* _Work request_
Emit an exact copy of the lines running from the start of the records to the line containing "x=493, y=319", both included.

━━━ Provided material ━━━

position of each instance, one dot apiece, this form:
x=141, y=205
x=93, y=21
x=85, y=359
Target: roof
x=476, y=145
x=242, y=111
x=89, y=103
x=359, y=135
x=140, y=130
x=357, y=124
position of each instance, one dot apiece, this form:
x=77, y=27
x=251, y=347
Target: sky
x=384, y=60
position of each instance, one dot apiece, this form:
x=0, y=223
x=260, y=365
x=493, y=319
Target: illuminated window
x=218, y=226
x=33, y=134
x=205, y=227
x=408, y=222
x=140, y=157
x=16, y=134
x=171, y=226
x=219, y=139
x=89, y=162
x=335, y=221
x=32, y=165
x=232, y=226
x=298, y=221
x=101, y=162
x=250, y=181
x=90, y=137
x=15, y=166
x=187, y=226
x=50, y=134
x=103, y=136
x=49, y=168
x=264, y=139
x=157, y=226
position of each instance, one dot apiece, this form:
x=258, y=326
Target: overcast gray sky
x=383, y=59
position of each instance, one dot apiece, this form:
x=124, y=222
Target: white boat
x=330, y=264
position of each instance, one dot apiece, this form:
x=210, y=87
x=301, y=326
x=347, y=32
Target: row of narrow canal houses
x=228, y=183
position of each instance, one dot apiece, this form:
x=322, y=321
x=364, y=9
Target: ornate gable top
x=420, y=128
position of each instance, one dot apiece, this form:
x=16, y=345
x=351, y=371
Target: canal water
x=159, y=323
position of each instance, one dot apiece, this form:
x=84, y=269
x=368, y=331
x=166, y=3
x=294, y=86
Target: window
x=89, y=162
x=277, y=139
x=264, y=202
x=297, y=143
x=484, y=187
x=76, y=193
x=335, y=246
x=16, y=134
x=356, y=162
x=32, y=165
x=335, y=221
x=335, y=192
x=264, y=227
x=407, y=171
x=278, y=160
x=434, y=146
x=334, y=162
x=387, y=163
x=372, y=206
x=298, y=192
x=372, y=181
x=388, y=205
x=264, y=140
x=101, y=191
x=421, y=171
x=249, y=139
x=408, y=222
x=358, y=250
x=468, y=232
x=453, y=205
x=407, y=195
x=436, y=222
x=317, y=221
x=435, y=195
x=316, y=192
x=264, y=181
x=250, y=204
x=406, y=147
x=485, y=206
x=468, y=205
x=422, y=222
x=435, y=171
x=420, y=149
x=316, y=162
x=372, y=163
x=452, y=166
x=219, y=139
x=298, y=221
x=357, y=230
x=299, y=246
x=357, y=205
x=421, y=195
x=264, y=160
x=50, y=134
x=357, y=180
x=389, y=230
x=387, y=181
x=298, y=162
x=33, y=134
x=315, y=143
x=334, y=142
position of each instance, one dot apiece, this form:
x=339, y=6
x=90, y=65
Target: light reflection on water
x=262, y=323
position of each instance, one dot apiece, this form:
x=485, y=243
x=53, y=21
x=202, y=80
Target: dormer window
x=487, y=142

━━━

* _Worked solution_
position of each instance, one dot apiece, this form:
x=141, y=205
x=93, y=21
x=85, y=359
Target: roof
x=476, y=145
x=242, y=111
x=89, y=103
x=359, y=135
x=140, y=130
x=357, y=124
position of each instance, one dot apiece, this form:
x=77, y=27
x=251, y=347
Target: sky
x=384, y=60
position of each instance, one dot apiece, this form:
x=0, y=223
x=260, y=365
x=493, y=319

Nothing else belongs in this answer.